> TASK ITEM
Write out the entries again exactly as they are given.

> Region pointing data
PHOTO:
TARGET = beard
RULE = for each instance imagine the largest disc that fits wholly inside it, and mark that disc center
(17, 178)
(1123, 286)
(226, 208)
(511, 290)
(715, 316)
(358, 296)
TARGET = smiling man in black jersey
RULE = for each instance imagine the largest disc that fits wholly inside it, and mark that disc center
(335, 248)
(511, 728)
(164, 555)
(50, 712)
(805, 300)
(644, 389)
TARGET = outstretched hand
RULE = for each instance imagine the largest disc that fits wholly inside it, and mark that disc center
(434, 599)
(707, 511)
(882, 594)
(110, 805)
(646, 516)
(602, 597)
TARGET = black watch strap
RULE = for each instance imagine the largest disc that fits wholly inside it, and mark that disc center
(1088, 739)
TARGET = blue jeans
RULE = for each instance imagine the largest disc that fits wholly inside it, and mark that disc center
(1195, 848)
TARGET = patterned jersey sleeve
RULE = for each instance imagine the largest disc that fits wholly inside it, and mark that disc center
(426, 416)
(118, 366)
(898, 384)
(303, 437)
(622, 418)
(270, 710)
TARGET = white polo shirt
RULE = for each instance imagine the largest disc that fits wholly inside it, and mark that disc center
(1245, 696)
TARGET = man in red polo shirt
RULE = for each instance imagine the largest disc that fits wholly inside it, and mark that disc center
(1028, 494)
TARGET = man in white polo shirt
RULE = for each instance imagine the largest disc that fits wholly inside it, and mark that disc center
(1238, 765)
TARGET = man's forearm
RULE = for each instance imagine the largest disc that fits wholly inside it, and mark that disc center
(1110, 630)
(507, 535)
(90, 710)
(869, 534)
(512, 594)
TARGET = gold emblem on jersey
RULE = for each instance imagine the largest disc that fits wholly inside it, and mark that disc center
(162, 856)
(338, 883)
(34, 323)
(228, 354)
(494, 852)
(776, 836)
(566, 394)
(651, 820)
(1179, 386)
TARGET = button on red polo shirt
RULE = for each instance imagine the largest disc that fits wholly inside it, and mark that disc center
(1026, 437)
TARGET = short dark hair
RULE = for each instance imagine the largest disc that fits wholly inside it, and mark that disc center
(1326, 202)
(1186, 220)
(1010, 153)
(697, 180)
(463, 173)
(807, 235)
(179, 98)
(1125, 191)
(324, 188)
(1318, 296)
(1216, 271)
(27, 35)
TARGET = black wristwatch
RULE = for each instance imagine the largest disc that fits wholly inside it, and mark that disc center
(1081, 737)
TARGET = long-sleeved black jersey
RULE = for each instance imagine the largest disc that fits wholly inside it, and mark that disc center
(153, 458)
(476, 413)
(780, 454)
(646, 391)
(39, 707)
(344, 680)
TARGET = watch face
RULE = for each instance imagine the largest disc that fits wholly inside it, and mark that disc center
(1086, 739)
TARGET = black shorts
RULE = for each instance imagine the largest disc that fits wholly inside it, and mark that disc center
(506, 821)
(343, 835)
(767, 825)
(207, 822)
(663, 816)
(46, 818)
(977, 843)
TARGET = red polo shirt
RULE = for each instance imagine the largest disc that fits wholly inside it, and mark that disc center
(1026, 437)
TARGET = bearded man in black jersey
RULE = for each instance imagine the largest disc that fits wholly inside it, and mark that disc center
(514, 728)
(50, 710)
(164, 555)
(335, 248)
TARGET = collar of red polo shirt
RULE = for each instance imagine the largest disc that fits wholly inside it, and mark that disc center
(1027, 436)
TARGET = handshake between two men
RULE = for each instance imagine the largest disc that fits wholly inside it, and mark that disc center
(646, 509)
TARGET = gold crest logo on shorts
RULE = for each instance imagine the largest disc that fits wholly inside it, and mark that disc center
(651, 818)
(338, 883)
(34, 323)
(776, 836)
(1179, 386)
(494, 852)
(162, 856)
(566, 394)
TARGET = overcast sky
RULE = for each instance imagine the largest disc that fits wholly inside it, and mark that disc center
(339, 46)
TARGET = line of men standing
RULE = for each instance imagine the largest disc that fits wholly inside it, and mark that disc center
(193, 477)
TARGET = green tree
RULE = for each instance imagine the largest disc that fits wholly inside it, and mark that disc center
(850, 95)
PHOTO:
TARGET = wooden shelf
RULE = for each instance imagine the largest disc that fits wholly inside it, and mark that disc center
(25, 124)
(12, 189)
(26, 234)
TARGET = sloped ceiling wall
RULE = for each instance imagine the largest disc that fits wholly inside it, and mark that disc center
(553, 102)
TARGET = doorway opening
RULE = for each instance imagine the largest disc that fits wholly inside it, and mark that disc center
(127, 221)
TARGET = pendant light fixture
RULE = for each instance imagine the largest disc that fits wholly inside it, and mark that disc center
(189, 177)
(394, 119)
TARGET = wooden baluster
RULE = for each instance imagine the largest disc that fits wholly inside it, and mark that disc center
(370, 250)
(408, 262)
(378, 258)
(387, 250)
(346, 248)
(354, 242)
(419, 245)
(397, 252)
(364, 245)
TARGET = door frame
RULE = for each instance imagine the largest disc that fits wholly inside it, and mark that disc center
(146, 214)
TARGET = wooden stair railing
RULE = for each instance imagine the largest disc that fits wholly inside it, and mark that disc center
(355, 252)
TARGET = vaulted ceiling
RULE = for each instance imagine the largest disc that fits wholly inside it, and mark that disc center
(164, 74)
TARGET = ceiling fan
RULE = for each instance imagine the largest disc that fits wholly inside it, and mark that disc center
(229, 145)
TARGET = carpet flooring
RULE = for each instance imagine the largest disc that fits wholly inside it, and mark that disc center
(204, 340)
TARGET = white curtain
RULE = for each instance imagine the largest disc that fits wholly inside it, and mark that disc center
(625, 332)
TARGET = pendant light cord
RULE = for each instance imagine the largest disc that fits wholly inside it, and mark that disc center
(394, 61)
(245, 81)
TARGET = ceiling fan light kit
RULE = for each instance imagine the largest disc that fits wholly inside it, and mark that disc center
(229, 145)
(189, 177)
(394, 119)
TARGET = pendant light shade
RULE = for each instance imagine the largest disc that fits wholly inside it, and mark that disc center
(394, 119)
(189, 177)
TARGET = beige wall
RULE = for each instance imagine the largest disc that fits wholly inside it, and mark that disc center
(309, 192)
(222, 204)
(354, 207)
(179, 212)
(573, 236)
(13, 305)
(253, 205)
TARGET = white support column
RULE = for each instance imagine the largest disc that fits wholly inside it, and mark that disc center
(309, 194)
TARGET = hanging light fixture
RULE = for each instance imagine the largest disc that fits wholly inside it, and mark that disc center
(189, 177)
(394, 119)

> TASK RESULT
PHOTO:
TARGET = beard
RULE = for each instance imagine the largest disc that fits wholly inside it, and mark that disc center
(17, 178)
(1123, 286)
(226, 208)
(511, 290)
(715, 316)
(358, 296)
TARGET = smiling man in black jersey
RULE = for each instance imagine the largest disc that fits wholly inside it, and mark that disc center
(335, 248)
(511, 728)
(164, 555)
(50, 712)
(805, 300)
(644, 389)
TARGET = outstretched hand
RULE = for each instance imagine the largest disc that fits wholly inside it, and mark that disc center
(434, 599)
(707, 511)
(882, 594)
(110, 805)
(646, 516)
(602, 597)
TARGET = black watch strap
RULE = for each instance imagine the largest disc that fits wholly inside it, and mark that disc center
(1088, 739)
TARGET = blue jeans
RULE = for each instance imagine the largest disc that fits wholly inside it, and mark that disc center
(1195, 848)
TARGET = patterned jersey sleeve
RULE = for each instance imagine the largest disc that fits wholly inside it, and mark that disc center
(426, 416)
(118, 366)
(898, 384)
(303, 437)
(622, 418)
(270, 710)
TARGET = white polo shirt
RULE = for each instance imagine the largest disc that fits wholly inside it, and mark that disc center
(1245, 696)
TARGET = man in red polo shirt
RULE = for each instance imagine the largest disc that fits wholly inside it, and mark that disc center
(1028, 494)
TARGET = man in white polo shirt
RULE = for each instance imagine the largest disc that fits wholly inside it, and mark that disc center
(1238, 765)
TARGET = man's forearm
RULE = for each instance imagine the largest disc that fits wholly inside it, and mark that disc center
(1110, 630)
(507, 535)
(90, 710)
(869, 534)
(512, 594)
TARGET = gold emblem on jersey
RULE = for each instance imagine the largest disc that fits wholly inside it, and mark that disc center
(162, 856)
(338, 883)
(34, 323)
(228, 354)
(494, 852)
(776, 836)
(566, 394)
(651, 820)
(1179, 386)
TARGET = button on red polo shirt
RULE = for each instance imagine the largest disc that fits wholly inside it, and mark that disc center
(1026, 437)
TARGET = short dark hair
RULE = for each instance imagine the largest disc that fits wholly inside it, and mark that disc center
(1326, 202)
(1186, 220)
(1010, 153)
(697, 180)
(463, 173)
(807, 235)
(179, 98)
(1125, 191)
(324, 188)
(1318, 296)
(1216, 271)
(27, 35)
TARGET = black wristwatch
RULE = for each instance imagine the largest disc that fits wholly inside it, and mark that disc center
(1081, 737)
TARGET = long-sleeved black jersey
RULE = for each instance imagine the largest disc that fits wholly inside it, and mark that disc center
(153, 458)
(476, 413)
(780, 454)
(646, 391)
(39, 707)
(344, 680)
TARGET = watch face
RULE = for each instance imagine the largest disc that fits wholly inside it, and mark that disc center
(1086, 739)
TARGET = black shorts
RULE = for each instance imagine the largest disc that fits wholly inside it, and mark that disc center
(506, 821)
(343, 835)
(767, 825)
(207, 822)
(663, 816)
(46, 818)
(977, 843)
TARGET = red polo shirt
RULE = for each instance imagine the largest disc that fits wholly inside it, and mark that disc center
(1026, 437)
TARGET = bearded man in black jersey
RULE = for each instance imagine the largest disc that fits wholly inside it, and mark that disc center
(514, 728)
(50, 710)
(164, 555)
(335, 248)
TARGET = collar of red polo shirt
RULE = for each instance imagine the largest disc that fits wholly inside it, and mark that disc center
(1027, 436)
TARGET = handshake between two men
RULE = for each instance imagine the largest disc that fits wholly inside it, and mark that disc center
(646, 509)
TARGET = gold crest logo on shorts
RULE = for each instance imagine the largest disc that fits wholly inside it, and mark that disc center
(651, 818)
(338, 883)
(34, 323)
(776, 836)
(1179, 386)
(494, 852)
(162, 856)
(566, 394)
TARGET = overcast sky
RULE = for each instance imagine the largest disc that fits wholly inside it, and mark that disc center
(339, 46)
TARGET = line of men standing
RULE = for each instance imagine the largest disc that fits wholly inside it, and mark that disc center
(193, 477)
TARGET = green tree
RULE = for each instance imagine the largest disc that fits wholly inside it, and mark that disc center
(850, 95)
PHOTO:
TARGET = wooden shelf
RULE = for each instance imagine the largest disc that fits wholly inside it, and mark that disc center
(25, 124)
(12, 189)
(26, 234)
TARGET = sloped ceiling wall
RULE = for each instance imagine the largest disc that fits wholly inside it, and mark that disc center
(553, 102)
TARGET = doorway opening
RULE = for each instance imagine the largest disc that fits wholly inside it, and mark that disc center
(127, 221)
TARGET = pendant light fixture
RULE = for each instance imagine the largest disc that fits wholly inside it, and mark that disc center
(189, 177)
(394, 119)
TARGET = wooden baluster
RULE = for each instance imagine the largest disc that fits wholly inside it, and mark that disc center
(370, 250)
(408, 262)
(378, 258)
(387, 250)
(346, 248)
(354, 242)
(419, 245)
(397, 252)
(364, 245)
TARGET = door frame
RULE = for each instance imagine the largest disc that fits wholly inside it, and mark that disc center
(146, 214)
TARGET = wooden stair railing
RULE = for each instance imagine the largest disc that fits wholly inside it, and mark that disc center
(355, 252)
TARGET = vaulted ceiling
RULE = for each instance imagine the largest disc that fits wholly inside it, and mark that disc center
(164, 74)
TARGET = ceiling fan
RULE = for each instance imagine the largest disc that fits wholly inside it, and mark that disc center
(229, 145)
TARGET = carpet flooring
RULE = for each instance imagine the largest disc that fits wholly inside it, and mark that disc center
(204, 340)
TARGET = white curtain
RULE = for each instance imagine the largest disc that fits wholly inside it, and mark that disc center
(625, 332)
TARGET = pendant light cord
RULE = for each instance imagine the largest disc that fits wholly inside it, and mark that disc center
(394, 61)
(245, 81)
TARGET = ceiling fan light kit
RULE = for each instance imagine the largest disc that fits wholly inside it, and mark that disc center
(229, 145)
(189, 177)
(394, 119)
TARGET = pendant light shade
RULE = for each instance imagine the largest disc that fits wholly inside it, and mark that disc center
(394, 119)
(189, 177)
TARGET = beige wall
RULE = for each instance imagine the largest disc that fits wholly inside it, and mark that disc center
(309, 192)
(222, 204)
(354, 207)
(179, 212)
(573, 236)
(13, 305)
(253, 205)
TARGET = white support column
RULE = for each instance imagine the largest disc that fits wholly inside it, and mark that disc center
(309, 194)
TARGET = hanging light fixture
RULE = for each instance imagine the largest disc that fits wholly inside it, and mark that disc center
(189, 177)
(394, 119)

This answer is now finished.